--- Instructions to follow ---
Pick out every line of the material that contains the word "ground", matching case exactly.

--- Records for this task ---
___

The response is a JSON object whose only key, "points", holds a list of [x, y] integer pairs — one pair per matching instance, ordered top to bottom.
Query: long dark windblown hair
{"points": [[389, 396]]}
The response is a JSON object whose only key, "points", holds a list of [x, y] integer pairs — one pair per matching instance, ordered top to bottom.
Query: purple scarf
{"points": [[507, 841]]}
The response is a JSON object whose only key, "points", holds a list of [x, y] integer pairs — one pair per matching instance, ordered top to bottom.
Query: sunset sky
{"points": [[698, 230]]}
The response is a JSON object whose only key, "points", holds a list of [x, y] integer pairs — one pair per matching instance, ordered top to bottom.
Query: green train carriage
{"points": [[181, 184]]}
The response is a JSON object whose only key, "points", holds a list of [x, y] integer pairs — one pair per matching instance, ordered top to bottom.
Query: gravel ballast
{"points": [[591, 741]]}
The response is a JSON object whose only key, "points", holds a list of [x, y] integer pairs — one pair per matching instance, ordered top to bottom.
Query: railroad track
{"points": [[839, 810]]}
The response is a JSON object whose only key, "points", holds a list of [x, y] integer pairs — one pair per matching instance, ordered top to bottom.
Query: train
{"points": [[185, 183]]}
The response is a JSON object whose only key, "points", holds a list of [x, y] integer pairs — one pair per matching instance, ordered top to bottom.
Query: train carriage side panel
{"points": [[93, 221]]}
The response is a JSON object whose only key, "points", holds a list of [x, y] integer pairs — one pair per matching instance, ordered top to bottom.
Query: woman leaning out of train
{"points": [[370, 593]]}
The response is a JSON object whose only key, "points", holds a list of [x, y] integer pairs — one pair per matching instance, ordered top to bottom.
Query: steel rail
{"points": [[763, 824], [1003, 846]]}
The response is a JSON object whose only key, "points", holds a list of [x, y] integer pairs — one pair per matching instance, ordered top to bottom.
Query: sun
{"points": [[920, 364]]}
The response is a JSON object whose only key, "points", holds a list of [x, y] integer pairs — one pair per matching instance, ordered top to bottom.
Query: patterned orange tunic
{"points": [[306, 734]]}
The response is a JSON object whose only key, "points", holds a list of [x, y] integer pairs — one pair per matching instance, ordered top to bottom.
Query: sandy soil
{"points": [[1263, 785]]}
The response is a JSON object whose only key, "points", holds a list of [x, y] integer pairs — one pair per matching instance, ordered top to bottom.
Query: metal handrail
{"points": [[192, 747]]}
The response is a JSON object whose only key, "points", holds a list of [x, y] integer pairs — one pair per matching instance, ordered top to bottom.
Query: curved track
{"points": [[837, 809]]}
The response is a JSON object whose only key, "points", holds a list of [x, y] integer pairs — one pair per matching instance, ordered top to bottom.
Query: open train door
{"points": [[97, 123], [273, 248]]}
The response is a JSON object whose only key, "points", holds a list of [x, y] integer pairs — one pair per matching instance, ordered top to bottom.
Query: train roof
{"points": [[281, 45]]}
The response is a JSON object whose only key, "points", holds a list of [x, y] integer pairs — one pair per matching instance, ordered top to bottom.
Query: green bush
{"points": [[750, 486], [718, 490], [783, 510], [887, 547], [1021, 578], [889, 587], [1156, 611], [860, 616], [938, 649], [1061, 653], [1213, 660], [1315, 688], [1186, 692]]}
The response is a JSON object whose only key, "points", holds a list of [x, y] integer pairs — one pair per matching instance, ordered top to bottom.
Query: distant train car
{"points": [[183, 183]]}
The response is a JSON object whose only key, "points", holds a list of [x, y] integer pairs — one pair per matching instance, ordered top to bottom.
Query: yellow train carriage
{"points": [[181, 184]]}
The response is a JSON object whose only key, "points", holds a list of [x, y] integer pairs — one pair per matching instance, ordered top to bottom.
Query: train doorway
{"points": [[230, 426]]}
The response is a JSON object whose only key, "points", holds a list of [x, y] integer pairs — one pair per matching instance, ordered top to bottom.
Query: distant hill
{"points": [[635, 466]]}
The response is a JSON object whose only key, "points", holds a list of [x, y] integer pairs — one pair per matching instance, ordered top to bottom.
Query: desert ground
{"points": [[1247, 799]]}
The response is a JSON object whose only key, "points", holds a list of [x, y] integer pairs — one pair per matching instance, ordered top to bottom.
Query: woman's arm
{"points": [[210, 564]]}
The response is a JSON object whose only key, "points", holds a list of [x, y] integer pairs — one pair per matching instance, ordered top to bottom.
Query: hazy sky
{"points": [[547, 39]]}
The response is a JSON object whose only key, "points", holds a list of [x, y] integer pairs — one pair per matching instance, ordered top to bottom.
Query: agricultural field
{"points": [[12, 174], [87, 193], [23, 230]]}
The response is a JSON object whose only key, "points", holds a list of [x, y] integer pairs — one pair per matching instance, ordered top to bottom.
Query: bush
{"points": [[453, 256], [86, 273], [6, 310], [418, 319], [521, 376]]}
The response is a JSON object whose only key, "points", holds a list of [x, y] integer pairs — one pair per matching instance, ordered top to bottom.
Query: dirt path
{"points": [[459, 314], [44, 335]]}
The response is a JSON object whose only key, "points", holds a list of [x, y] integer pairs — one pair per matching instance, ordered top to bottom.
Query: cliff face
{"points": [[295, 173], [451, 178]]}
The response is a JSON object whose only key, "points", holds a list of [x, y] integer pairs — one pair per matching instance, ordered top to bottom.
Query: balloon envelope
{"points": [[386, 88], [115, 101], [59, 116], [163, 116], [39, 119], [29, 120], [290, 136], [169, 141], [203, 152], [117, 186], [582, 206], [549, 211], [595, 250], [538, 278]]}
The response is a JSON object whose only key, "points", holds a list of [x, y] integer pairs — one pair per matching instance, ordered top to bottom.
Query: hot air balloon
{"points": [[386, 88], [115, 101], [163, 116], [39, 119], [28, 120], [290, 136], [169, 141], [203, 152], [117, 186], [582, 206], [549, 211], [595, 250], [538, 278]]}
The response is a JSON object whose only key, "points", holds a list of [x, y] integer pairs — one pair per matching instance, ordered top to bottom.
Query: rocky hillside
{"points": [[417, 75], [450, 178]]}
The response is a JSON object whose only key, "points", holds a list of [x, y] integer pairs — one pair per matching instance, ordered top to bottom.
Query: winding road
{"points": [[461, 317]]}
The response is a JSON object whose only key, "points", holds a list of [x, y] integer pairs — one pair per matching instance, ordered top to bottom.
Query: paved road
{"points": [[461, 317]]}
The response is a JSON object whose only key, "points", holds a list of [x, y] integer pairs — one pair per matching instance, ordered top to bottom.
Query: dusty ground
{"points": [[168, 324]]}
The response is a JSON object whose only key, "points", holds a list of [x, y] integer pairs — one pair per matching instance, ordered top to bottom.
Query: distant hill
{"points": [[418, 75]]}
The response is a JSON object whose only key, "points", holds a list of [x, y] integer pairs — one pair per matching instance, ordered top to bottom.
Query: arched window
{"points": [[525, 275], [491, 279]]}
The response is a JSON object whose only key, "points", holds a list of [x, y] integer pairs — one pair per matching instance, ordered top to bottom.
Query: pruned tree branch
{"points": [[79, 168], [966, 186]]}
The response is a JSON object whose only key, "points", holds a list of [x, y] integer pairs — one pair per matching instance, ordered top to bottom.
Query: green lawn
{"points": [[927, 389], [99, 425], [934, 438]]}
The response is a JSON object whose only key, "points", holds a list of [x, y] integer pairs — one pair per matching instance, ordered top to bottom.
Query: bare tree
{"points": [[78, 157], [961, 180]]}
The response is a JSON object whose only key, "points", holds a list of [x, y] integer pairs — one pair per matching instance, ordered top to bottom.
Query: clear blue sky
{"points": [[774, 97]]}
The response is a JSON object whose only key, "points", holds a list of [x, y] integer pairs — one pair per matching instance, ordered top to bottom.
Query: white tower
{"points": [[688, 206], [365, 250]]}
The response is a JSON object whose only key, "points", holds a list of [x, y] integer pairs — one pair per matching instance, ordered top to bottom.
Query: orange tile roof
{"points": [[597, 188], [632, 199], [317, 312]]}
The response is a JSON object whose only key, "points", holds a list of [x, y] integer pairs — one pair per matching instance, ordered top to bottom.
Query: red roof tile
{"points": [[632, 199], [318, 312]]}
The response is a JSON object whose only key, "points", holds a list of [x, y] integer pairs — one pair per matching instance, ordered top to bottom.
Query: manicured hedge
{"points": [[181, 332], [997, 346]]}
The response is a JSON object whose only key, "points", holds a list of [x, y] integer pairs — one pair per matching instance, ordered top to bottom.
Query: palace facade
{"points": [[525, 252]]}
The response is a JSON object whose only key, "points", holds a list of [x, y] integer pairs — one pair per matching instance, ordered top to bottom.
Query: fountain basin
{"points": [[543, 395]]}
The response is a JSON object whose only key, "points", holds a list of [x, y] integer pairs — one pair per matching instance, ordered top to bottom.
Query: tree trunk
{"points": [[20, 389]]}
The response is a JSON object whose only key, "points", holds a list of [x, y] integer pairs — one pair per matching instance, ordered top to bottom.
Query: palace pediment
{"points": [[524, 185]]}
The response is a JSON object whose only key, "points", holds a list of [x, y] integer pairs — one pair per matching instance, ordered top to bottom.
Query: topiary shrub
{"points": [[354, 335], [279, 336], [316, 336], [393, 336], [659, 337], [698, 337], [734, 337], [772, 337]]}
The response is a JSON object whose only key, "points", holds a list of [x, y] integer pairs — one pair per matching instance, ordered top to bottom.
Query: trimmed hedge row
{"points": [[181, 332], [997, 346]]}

___

--- Solution to the exercise ---
Query: desert ground
Query: dusty ground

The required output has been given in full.